# [WRITTEN INSTRUCTION]
Copy the listing below from the line with "Query: large boulder" up to and including the line with "(1476, 700)", requests included, and add 146 to every coordinate in the answers. Reproduce only those lines.
--- start INPUT DATA ---
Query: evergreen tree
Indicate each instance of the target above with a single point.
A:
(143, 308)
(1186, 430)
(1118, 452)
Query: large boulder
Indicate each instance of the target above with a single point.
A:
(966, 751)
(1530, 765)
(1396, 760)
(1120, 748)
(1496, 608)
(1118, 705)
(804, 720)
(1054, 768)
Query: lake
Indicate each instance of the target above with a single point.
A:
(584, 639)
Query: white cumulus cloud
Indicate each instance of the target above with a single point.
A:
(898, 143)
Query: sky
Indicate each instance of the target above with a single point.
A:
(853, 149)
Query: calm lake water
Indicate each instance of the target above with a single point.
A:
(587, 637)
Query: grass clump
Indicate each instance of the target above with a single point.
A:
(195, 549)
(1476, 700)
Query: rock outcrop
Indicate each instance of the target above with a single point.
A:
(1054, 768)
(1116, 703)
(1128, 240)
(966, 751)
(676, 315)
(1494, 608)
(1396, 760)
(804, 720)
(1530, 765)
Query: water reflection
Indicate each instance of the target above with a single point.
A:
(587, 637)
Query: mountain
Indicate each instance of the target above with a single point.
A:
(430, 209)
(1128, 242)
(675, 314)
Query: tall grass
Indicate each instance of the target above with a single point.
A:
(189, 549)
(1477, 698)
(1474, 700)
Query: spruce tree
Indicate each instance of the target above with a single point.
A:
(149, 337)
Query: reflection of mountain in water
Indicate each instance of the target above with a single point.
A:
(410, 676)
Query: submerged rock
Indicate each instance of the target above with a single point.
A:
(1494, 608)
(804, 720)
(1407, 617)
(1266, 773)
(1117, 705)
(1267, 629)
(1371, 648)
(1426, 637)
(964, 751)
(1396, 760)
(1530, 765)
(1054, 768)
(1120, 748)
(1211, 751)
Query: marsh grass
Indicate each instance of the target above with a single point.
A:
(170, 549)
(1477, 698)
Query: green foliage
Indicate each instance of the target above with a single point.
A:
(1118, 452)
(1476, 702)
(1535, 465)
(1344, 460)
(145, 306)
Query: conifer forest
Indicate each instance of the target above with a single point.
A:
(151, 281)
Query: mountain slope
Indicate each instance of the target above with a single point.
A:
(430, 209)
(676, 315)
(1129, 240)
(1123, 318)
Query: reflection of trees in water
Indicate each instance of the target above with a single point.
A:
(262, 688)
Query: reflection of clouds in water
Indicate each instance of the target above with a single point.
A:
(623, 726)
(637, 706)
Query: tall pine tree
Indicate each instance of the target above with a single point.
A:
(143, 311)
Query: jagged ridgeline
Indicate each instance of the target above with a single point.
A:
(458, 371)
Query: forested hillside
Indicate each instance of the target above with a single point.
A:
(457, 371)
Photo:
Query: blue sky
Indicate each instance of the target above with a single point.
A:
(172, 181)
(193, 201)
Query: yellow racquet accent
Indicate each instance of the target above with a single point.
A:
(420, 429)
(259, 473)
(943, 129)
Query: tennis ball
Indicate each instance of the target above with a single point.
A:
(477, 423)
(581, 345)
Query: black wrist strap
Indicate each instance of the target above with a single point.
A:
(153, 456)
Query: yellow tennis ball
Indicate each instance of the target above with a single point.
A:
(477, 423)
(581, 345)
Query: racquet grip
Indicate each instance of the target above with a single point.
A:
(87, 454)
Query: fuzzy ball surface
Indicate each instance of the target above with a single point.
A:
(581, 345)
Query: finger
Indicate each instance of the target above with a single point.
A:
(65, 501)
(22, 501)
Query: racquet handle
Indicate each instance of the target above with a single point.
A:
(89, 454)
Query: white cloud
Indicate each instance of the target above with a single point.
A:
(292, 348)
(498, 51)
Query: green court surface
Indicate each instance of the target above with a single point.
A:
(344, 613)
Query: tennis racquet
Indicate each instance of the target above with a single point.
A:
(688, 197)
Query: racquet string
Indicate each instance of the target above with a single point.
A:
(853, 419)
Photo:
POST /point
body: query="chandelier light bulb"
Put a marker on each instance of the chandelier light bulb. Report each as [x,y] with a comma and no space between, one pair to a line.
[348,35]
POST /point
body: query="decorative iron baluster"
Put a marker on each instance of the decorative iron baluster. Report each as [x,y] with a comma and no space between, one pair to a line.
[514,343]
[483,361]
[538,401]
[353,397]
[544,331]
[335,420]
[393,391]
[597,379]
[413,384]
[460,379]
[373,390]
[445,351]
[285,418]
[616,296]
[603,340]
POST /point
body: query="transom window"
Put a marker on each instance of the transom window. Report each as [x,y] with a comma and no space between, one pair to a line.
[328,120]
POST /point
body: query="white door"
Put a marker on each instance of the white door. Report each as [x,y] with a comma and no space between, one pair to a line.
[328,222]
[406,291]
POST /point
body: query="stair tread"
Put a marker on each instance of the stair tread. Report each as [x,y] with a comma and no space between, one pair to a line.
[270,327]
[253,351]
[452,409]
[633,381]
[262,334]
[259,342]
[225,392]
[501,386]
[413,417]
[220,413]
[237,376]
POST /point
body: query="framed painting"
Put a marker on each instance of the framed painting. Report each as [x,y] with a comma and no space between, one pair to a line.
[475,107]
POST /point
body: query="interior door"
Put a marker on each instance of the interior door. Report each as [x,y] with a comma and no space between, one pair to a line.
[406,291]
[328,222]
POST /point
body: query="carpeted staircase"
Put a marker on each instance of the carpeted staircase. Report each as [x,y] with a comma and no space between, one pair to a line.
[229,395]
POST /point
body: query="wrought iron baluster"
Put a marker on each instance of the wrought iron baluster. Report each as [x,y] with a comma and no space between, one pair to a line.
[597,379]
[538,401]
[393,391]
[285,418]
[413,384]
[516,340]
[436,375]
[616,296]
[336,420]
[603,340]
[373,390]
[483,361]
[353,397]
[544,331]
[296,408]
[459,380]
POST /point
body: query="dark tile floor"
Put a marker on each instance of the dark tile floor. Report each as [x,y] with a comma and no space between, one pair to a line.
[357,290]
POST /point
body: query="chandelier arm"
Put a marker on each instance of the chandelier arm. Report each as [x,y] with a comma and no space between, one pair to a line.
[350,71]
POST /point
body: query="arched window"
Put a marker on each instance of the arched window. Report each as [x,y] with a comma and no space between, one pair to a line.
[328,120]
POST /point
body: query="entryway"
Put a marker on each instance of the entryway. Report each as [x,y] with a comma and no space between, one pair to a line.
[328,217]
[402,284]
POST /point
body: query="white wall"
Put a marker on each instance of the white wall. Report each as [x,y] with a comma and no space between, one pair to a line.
--- end INPUT DATA ---
# [SOLUTION TO THIS PROBLEM]
Query: large boulder
Indicate each instance of the target above with a single point.
A:
(1112, 897)
(1676, 911)
(1542, 906)
(1266, 894)
(1642, 754)
(1264, 851)
(950, 866)
(1200, 914)
Query: lake
Indicate each instance of the target above with a single point.
A:
(730, 785)
Query: white cumulus cloud
Indicate each instance of the target above with a single point.
A:
(1044, 289)
Query: sky
Indicate each instance of the target above with a single point.
A:
(999, 295)
Query: calm lake water
Indicate each instance of the target above with a single point.
A:
(733, 783)
Query: grass clump
Indicate each instance of the target above with a single point.
A:
(341, 695)
(1622, 846)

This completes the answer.